WHAT THE EXERCISE ASKS: Hunt through the entries for the word "curved" and copy each line in which it appears.

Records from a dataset
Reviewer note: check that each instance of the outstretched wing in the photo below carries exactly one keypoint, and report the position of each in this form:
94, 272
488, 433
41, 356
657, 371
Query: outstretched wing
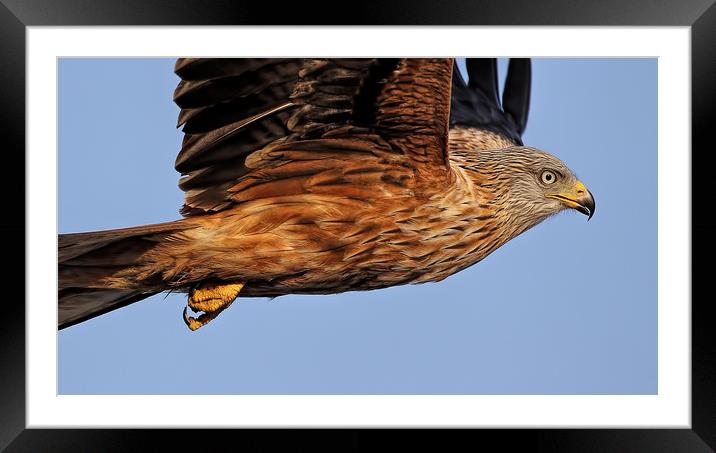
476, 104
232, 108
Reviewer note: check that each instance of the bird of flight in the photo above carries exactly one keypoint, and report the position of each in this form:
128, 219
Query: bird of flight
319, 176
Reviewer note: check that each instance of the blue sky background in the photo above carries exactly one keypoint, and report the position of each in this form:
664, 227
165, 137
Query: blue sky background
569, 307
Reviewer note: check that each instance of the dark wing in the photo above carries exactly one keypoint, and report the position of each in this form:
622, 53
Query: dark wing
232, 108
476, 104
229, 108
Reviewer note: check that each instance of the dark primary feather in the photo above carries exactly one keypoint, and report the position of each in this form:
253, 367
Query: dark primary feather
477, 103
232, 108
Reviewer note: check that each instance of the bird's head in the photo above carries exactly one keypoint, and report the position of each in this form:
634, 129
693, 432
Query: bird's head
530, 185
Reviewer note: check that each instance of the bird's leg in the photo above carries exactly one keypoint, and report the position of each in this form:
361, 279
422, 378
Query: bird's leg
212, 299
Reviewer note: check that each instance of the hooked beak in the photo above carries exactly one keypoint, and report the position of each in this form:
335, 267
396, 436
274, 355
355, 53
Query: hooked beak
578, 198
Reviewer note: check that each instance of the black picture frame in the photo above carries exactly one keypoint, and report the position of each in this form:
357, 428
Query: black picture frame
16, 15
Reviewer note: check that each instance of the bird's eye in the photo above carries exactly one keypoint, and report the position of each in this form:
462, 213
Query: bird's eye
548, 177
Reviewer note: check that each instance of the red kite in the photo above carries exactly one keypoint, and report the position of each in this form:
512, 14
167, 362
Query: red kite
318, 176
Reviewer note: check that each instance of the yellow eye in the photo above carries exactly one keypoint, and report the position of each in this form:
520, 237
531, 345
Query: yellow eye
548, 177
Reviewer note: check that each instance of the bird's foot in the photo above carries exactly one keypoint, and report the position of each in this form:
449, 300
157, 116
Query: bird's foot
211, 300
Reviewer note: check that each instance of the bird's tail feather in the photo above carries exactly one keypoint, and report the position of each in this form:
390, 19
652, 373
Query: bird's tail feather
86, 260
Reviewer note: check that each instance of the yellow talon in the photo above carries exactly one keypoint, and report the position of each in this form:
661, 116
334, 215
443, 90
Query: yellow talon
210, 299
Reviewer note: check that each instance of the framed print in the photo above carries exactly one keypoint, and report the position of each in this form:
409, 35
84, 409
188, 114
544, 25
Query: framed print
595, 337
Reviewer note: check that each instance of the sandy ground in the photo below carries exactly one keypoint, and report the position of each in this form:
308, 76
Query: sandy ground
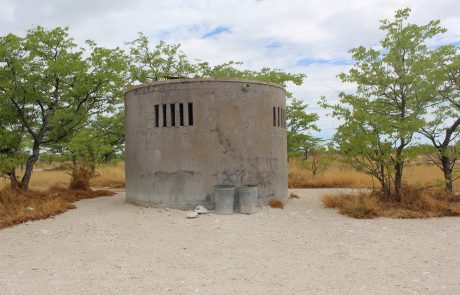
108, 247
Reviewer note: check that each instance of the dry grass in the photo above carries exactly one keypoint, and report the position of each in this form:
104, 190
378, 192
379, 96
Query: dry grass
18, 207
112, 176
275, 203
416, 203
338, 175
294, 196
342, 175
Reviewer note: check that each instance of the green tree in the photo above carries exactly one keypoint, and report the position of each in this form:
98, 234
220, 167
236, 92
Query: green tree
53, 87
443, 124
382, 116
299, 125
99, 142
167, 61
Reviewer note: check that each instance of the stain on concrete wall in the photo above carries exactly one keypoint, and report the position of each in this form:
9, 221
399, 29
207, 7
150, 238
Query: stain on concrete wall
183, 137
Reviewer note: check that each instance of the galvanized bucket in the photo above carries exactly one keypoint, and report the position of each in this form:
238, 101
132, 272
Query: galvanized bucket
225, 199
247, 201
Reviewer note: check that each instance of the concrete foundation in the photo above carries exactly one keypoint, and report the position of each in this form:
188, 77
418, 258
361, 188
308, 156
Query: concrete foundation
183, 137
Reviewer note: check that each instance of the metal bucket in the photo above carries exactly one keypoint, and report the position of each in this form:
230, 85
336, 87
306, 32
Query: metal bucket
225, 199
247, 200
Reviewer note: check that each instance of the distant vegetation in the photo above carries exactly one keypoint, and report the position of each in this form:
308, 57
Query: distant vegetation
62, 103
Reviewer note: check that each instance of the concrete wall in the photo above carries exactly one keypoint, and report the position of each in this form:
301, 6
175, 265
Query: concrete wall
233, 140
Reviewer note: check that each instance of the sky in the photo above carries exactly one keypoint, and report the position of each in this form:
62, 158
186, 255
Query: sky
298, 36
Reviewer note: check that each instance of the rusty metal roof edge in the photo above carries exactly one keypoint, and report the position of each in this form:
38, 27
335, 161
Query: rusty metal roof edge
192, 80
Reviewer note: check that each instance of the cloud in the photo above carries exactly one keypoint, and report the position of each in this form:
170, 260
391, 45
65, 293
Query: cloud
299, 36
217, 31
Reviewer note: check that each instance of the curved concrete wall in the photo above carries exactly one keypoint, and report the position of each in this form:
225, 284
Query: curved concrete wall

SOLVED PROBLEM:
Reviewer note: check that each instance of the curved concrete wall in the photo above carries exactly one keypoint, and report the position of each in this form:
Query: curved concrete wall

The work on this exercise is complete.